**Excerpts from a dataset:**
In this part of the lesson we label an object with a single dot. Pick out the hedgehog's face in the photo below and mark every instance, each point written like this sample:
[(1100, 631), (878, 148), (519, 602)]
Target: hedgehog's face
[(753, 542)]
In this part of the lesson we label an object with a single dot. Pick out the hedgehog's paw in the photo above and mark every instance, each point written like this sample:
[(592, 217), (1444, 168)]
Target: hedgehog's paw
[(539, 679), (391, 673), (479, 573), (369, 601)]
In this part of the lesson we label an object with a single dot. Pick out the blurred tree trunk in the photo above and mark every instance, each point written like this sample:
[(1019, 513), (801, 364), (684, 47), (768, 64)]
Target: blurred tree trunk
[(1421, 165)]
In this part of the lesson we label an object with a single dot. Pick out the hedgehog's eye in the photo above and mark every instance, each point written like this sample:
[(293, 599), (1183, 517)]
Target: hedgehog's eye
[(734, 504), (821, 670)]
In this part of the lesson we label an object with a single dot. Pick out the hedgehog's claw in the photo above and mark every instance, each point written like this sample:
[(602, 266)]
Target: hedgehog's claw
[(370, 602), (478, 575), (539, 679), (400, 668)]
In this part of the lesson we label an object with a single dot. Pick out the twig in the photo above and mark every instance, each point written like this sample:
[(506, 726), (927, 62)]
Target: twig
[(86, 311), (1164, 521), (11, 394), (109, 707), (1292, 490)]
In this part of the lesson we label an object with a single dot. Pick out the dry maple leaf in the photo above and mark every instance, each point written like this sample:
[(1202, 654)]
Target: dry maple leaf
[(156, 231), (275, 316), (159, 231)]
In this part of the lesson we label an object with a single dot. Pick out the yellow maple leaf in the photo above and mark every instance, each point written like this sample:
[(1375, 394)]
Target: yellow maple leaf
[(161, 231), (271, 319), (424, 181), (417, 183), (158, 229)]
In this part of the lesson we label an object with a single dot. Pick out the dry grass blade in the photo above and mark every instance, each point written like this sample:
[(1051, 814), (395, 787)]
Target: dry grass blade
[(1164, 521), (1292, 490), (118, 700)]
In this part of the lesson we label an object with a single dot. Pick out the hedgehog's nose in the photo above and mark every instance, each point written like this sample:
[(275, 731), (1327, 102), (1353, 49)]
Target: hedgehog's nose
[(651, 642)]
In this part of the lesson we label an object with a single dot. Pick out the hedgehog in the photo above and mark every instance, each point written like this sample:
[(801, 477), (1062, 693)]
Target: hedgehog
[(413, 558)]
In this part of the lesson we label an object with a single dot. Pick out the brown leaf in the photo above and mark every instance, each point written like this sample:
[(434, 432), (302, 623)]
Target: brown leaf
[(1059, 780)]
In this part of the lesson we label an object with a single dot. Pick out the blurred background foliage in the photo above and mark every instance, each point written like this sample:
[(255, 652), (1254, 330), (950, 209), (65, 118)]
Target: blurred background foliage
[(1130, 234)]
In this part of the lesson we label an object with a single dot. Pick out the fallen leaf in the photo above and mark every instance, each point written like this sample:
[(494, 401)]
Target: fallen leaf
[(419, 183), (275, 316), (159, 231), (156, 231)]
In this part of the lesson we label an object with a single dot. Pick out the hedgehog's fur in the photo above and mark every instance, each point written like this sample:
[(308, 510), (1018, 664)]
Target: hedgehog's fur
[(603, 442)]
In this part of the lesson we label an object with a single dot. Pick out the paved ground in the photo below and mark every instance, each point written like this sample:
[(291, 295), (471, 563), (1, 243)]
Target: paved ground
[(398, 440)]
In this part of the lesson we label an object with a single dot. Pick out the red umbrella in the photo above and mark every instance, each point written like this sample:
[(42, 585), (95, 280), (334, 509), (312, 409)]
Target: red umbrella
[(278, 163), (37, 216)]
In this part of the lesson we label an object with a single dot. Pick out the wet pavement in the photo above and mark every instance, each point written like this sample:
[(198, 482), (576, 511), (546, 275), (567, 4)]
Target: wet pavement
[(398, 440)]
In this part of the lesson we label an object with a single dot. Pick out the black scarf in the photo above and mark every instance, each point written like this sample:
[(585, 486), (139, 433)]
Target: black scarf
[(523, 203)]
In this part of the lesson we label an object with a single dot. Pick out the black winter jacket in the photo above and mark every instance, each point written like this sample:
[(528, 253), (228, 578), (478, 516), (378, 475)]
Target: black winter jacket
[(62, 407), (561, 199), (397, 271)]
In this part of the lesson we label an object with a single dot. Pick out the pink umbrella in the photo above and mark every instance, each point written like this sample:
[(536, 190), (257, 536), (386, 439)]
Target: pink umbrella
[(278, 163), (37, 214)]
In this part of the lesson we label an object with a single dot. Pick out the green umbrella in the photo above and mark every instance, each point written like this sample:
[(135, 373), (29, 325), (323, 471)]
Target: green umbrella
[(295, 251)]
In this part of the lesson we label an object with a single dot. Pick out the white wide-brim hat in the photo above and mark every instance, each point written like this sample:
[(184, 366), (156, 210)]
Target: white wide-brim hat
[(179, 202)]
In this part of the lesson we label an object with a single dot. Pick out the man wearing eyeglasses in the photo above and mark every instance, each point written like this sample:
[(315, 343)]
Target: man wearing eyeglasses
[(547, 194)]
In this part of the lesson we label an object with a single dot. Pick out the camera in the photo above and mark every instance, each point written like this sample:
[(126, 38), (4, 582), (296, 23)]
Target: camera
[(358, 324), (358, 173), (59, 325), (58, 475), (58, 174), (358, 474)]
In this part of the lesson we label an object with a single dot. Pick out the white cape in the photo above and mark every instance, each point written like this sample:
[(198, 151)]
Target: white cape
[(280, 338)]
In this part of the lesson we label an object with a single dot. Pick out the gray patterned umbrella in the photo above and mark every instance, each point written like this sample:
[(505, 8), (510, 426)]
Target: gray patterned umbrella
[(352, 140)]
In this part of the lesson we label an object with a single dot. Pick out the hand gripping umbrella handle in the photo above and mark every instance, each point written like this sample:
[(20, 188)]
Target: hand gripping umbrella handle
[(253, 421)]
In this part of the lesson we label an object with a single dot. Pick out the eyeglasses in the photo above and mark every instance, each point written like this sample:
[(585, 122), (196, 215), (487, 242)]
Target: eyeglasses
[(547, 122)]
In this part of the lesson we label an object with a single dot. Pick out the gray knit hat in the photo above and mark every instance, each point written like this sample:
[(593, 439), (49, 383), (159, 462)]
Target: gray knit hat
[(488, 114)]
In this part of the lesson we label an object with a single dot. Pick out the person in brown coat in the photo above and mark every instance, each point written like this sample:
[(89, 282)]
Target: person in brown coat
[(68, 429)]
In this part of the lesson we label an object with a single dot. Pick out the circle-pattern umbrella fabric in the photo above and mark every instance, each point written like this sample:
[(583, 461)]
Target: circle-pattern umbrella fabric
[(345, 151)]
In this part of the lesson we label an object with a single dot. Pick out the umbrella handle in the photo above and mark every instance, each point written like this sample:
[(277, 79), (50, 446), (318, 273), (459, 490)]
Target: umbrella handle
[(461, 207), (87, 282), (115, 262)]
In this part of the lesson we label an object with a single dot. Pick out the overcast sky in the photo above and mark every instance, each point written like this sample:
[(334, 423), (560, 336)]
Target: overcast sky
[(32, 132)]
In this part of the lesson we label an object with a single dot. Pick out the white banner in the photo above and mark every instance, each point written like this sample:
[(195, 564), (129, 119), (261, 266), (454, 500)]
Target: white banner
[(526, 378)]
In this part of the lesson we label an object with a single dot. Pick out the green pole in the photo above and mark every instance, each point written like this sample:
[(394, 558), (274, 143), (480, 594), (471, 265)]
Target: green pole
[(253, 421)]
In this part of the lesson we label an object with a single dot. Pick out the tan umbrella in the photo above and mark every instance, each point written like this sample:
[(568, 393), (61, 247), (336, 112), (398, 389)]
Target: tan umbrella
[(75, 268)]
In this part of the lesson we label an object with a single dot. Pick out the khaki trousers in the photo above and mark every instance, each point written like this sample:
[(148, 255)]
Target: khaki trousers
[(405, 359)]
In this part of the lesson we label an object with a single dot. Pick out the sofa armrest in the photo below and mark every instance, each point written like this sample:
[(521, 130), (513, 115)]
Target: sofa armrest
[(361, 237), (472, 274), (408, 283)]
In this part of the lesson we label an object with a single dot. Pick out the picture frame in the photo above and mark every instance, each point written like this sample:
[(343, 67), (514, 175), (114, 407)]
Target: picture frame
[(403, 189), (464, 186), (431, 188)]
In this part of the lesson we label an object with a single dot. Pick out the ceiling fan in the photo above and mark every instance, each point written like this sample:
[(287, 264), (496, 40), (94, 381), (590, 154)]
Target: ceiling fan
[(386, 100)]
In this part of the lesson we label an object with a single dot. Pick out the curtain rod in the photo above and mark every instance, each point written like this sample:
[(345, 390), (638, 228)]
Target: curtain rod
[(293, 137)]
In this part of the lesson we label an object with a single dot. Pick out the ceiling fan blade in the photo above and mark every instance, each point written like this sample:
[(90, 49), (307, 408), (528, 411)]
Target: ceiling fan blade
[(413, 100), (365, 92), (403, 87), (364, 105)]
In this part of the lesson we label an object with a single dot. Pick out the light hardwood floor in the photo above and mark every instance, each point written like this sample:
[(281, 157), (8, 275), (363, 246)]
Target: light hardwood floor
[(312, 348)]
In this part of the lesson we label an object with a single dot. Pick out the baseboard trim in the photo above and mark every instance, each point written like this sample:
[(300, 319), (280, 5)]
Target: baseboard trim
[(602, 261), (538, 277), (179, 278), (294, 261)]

**What this task involves:**
Write out exactly the lines above from the line with "[(1051, 814), (395, 787)]" through the line with "the hedgehog's nose", both of them included, and leave out all other lines.

**Answer:**
[(1051, 814), (395, 787)]
Target: dry grass blade
[(1164, 521), (1292, 490), (118, 700)]
In this part of the lesson we label an object with a single dot. Pick out the hedgehog's nose in the photo above and mark every instance, each point written like this sample:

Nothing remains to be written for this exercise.